-- Begin Information supplied --
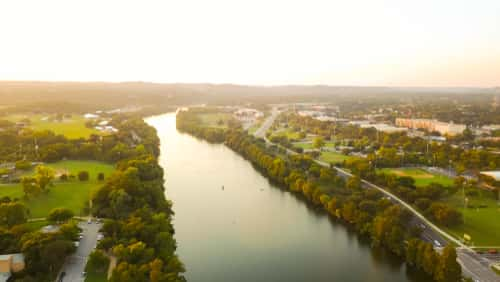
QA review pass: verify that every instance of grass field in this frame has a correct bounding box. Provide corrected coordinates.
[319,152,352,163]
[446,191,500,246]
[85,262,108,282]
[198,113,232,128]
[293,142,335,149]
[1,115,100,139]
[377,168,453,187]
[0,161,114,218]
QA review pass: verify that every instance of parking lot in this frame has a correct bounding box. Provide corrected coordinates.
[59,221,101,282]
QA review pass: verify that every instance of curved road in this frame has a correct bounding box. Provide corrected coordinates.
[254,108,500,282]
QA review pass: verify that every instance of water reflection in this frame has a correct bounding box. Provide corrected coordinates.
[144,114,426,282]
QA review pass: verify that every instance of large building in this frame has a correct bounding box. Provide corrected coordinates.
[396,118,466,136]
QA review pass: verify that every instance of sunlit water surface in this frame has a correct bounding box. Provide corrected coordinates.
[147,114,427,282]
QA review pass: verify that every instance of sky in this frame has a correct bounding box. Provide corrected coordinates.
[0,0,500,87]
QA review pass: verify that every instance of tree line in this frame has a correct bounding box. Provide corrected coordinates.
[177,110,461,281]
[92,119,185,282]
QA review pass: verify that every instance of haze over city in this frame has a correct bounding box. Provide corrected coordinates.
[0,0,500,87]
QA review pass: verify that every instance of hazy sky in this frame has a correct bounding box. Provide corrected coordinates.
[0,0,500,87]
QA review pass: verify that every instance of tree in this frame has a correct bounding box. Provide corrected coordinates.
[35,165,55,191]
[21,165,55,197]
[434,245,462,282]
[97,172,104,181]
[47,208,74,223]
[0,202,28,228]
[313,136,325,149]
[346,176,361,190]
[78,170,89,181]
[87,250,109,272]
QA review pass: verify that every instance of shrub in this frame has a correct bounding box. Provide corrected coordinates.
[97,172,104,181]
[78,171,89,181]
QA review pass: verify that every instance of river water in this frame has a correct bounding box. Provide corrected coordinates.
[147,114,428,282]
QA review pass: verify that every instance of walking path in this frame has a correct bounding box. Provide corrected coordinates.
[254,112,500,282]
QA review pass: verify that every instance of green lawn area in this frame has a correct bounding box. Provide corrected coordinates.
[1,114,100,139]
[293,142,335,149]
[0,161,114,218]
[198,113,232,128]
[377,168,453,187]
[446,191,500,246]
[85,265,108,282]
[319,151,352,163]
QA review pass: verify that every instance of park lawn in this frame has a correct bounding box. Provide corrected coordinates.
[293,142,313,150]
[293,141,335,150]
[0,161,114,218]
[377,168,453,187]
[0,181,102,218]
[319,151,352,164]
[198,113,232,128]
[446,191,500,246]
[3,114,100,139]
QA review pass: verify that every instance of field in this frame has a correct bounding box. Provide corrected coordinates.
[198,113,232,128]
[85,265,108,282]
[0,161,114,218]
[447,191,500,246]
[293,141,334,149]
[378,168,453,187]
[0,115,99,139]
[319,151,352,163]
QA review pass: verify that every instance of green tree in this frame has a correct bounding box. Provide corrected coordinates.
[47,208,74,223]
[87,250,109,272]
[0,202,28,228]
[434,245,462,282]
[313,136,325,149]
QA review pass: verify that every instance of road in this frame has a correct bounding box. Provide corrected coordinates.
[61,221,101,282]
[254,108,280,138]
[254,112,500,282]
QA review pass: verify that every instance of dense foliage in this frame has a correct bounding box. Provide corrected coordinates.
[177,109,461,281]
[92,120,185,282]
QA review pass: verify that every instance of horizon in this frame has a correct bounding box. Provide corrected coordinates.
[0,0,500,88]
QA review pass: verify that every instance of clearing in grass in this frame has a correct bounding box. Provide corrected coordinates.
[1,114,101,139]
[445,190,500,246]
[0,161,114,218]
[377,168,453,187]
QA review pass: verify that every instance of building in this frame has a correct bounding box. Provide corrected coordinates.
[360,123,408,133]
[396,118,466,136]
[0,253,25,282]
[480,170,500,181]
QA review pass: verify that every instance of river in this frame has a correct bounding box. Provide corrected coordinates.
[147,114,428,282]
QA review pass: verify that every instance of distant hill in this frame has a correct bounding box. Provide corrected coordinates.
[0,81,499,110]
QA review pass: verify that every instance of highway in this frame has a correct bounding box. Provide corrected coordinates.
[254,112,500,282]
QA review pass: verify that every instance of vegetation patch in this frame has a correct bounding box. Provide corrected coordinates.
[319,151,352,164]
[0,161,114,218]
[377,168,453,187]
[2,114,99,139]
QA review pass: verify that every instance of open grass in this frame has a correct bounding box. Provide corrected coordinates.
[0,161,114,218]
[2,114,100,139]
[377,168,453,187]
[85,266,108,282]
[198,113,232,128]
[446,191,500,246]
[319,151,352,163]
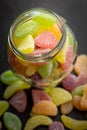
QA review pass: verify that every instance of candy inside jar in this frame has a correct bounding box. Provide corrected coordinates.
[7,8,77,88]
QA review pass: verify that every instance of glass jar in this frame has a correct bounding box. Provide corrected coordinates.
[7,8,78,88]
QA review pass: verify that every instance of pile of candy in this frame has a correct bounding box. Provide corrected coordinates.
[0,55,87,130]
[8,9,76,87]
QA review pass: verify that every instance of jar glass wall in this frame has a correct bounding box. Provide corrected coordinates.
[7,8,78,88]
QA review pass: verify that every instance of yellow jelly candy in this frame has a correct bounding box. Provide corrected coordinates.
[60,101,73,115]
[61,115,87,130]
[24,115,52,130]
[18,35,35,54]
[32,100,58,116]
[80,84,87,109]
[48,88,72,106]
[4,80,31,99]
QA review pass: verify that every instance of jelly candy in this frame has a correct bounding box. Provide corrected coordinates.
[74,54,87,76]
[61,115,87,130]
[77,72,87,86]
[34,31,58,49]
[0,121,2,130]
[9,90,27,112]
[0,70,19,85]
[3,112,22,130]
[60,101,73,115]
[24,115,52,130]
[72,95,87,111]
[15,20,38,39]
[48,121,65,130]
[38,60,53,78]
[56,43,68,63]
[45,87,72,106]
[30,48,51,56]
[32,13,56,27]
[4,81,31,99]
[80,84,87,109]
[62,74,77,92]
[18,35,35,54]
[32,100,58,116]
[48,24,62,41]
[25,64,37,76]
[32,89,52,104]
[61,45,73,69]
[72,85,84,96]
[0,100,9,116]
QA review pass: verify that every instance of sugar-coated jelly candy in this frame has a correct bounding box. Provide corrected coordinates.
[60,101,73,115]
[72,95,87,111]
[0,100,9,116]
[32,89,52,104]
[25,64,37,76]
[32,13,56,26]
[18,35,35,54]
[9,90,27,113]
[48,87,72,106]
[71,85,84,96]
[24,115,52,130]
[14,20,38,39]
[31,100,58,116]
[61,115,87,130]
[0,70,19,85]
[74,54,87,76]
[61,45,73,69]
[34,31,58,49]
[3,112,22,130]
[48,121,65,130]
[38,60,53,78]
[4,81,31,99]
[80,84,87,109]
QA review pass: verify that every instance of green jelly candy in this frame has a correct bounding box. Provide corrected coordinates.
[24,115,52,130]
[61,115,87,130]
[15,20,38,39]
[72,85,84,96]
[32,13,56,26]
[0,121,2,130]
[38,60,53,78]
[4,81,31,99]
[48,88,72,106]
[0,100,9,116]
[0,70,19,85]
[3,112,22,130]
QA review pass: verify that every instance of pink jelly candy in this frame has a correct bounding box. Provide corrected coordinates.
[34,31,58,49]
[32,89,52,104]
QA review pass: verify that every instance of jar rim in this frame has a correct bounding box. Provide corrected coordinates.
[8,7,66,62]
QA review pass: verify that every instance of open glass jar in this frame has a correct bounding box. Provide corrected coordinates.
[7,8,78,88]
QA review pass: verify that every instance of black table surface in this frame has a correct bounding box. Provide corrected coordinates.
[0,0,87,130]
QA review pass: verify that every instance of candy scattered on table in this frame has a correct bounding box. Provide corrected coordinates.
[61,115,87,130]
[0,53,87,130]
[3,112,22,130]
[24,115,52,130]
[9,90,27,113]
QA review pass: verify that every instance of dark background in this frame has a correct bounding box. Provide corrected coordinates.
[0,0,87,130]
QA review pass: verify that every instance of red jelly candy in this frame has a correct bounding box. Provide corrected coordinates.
-- End Information supplied --
-- Begin Information supplied --
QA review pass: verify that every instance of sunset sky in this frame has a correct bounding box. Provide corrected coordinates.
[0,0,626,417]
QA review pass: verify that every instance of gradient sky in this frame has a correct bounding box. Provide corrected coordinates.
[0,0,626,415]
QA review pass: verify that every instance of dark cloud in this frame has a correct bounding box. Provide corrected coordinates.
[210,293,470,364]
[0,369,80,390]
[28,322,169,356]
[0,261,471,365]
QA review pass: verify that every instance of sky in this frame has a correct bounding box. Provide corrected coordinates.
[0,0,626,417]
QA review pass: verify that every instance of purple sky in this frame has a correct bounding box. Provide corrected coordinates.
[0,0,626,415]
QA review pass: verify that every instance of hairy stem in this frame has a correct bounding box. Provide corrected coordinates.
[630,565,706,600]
-- End Information supplied --
Rewrite the records between the line holding "QA review pass: verify that every instance of candy scattered" and the line holding "QA review pass: verify that every instance of red", inclusive, keeping the requests, and add 72 to every bounding box coordinate in the answers.

■ **Answer to the exercise**
QA review pass: verify that every instance of candy scattered on table in this frame has a correct bounding box. Provide corrected coordinates.
[133,187,159,202]
[72,125,159,202]
[75,184,94,202]
[96,187,124,202]
[81,162,99,185]
QA review pass: verify that every instance of dark background in this frame has a correct bounding box. Provide corrected coordinates.
[72,72,159,202]
QA review pass: verify that every instance of red jelly candy in this frame has a correct bounding box. Provide corrected coordinates.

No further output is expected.